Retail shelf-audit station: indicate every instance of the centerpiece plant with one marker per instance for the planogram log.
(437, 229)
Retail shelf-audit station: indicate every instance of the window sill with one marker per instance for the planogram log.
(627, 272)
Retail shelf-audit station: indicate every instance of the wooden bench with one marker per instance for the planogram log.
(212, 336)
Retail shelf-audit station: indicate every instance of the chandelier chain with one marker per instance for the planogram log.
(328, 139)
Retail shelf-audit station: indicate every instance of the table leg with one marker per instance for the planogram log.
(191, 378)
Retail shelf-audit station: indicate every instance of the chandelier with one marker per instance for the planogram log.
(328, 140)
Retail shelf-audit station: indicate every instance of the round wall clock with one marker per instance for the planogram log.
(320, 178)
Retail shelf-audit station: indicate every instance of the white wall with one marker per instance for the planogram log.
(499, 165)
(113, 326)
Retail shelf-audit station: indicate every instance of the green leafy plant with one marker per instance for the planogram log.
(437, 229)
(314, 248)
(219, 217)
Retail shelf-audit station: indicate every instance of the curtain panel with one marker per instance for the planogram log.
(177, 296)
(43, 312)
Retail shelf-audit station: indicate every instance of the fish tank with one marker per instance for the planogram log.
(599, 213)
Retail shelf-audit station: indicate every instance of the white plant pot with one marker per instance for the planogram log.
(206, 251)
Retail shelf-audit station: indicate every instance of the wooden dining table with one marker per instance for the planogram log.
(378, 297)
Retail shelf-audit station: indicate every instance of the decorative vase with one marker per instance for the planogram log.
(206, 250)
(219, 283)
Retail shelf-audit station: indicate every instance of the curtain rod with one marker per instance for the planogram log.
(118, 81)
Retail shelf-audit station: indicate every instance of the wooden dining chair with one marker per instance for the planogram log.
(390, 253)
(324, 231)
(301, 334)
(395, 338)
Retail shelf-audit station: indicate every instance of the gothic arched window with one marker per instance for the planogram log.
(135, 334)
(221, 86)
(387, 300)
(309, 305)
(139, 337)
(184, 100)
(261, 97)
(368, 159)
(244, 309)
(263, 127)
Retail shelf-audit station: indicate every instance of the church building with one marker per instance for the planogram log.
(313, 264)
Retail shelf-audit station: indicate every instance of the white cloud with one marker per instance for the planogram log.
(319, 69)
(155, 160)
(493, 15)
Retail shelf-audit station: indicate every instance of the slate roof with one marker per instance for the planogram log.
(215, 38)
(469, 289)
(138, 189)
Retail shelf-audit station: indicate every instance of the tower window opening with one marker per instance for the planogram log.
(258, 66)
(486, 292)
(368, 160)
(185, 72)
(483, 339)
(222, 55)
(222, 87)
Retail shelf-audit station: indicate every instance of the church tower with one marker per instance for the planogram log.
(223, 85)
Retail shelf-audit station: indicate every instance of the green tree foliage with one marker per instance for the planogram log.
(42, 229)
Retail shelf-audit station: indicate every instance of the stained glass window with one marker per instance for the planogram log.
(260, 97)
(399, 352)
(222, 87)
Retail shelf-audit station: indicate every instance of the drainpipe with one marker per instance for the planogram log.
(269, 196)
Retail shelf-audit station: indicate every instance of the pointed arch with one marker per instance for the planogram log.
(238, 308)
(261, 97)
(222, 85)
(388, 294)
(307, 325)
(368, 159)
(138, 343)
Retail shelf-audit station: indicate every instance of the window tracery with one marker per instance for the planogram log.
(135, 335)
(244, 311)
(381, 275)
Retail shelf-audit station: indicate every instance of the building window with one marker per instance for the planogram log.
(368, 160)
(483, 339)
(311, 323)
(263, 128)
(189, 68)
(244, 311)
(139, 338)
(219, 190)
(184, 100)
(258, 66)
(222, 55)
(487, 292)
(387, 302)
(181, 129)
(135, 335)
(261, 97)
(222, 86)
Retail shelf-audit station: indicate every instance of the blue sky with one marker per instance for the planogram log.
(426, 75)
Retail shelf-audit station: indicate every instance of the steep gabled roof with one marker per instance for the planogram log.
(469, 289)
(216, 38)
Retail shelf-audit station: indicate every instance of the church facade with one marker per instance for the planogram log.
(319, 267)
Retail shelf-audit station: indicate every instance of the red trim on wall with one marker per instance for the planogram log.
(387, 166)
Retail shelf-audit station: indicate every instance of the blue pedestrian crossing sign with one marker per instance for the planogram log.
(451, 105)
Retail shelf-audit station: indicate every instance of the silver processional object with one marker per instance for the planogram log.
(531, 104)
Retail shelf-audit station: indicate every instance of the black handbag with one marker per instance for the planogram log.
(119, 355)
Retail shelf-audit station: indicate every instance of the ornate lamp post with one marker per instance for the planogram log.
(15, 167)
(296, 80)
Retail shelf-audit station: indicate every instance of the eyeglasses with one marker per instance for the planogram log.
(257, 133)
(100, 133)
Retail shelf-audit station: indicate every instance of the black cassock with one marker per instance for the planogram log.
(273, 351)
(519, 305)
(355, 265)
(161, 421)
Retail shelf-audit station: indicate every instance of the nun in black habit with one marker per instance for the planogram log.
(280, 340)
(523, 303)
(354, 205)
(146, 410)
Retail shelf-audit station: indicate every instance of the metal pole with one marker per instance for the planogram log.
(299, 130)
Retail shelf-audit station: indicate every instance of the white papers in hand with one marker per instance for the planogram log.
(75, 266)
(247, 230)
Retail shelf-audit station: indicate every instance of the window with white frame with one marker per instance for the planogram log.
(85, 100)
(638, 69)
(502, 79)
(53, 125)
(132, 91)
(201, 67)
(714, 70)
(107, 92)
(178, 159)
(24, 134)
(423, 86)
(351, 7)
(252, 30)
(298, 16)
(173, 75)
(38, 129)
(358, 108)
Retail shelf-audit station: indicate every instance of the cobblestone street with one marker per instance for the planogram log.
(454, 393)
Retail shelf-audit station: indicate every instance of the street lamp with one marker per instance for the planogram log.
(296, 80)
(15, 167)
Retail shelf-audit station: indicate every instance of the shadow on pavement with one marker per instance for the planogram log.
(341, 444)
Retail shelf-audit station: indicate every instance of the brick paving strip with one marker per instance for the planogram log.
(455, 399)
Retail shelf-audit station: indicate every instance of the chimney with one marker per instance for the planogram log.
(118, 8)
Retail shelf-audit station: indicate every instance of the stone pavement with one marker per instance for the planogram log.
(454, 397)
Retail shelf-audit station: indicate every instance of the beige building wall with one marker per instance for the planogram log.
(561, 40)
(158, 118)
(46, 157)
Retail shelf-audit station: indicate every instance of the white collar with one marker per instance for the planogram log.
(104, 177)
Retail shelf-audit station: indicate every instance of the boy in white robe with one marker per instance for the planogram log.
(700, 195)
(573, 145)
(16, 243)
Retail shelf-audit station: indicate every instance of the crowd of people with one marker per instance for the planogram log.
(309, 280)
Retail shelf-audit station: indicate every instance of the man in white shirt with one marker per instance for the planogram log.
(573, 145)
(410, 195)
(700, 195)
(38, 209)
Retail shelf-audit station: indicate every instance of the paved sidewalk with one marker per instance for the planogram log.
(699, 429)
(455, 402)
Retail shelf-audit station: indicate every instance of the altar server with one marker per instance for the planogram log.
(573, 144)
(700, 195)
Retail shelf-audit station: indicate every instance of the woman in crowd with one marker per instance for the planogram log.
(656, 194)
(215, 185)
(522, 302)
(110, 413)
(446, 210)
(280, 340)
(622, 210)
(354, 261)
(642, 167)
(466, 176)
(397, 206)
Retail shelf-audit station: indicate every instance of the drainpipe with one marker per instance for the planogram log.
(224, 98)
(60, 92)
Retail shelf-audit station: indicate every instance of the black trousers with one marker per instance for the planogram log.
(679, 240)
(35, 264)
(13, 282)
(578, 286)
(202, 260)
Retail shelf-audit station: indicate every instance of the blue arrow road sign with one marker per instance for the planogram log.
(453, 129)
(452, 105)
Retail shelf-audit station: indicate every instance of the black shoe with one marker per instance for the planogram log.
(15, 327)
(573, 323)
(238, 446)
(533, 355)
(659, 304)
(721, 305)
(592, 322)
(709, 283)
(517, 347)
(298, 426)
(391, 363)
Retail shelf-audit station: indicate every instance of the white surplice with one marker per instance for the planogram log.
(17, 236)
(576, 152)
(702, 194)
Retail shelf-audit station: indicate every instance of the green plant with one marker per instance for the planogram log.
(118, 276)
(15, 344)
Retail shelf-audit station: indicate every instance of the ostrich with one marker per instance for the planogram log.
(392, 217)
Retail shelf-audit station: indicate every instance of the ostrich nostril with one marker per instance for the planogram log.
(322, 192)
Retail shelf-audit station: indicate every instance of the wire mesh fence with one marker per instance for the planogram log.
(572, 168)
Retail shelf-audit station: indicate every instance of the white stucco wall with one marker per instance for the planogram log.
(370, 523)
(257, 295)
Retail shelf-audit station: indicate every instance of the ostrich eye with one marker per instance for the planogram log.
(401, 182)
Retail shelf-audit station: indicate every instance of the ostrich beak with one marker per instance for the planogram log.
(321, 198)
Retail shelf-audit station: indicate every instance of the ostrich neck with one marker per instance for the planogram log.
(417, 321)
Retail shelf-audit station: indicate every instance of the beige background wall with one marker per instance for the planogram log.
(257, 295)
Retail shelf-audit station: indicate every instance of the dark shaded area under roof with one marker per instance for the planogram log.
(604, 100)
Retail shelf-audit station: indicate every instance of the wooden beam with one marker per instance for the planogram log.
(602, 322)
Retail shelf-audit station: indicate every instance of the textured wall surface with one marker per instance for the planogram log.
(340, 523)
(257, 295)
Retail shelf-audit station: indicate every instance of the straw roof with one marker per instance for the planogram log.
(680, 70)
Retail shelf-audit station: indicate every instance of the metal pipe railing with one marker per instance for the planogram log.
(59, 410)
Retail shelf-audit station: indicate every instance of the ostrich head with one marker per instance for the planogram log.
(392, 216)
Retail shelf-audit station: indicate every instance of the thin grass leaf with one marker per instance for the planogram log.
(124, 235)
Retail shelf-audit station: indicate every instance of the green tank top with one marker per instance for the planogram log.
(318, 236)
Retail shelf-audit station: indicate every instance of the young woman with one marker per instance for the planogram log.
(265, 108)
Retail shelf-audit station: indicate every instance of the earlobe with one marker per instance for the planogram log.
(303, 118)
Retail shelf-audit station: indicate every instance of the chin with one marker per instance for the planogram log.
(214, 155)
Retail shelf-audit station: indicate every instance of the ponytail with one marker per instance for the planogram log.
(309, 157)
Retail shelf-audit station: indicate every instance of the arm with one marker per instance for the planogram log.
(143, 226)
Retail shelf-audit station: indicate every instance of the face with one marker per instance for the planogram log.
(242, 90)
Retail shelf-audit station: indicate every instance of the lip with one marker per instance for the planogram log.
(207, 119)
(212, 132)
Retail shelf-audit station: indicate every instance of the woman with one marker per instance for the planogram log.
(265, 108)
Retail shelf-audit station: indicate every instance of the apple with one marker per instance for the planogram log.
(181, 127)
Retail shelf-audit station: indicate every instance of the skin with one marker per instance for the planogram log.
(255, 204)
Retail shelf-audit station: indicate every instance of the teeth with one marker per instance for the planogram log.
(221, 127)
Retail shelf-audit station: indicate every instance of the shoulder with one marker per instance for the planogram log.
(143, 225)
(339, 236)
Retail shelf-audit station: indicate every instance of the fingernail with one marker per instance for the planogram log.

───

Copy out, without alteration, the lines of the data above from the one containing "Retail shelf-audit station: indicate every instance of the chin" through the final line, inclusive.

Retail shelf-audit station: indicate every instance of the chin with one marker per instance for the planogram log.
(214, 155)
Retail shelf-audit station: indicate every instance of the ponytail with one marker per instance for the planogram log.
(309, 157)
Retail shelf-audit station: indicate every instance of the arm with one marker per instance for the planogram log.
(143, 226)
Retail shelf-audit station: indicate every instance of the face with one marker per instance for the planogram log.
(242, 90)
Retail shelf-audit station: indicate every instance of the lip with one marker per instance for the planogram log.
(207, 119)
(212, 132)
Retail shelf-audit station: indicate every instance of the woman with one marker per instance for the planogram log.
(265, 108)
Retail shelf-audit station: indicate every instance of the apple with one marker per instance for the planogram log.
(181, 127)
Retail shelf-audit station: indicate every instance of the skin with one marker per instance for the planogram log.
(255, 204)
Retail shelf-audit station: indicate every instance of the teeth with one marker per instance for the planogram log.
(221, 127)
Retail shelf-audit station: indicate every instance of the shoulder with one marker per instance for the planogram log.
(143, 225)
(339, 236)
Retail shelf-audit station: indicate every instance of the fingernail with one marker per instance for the planogram log.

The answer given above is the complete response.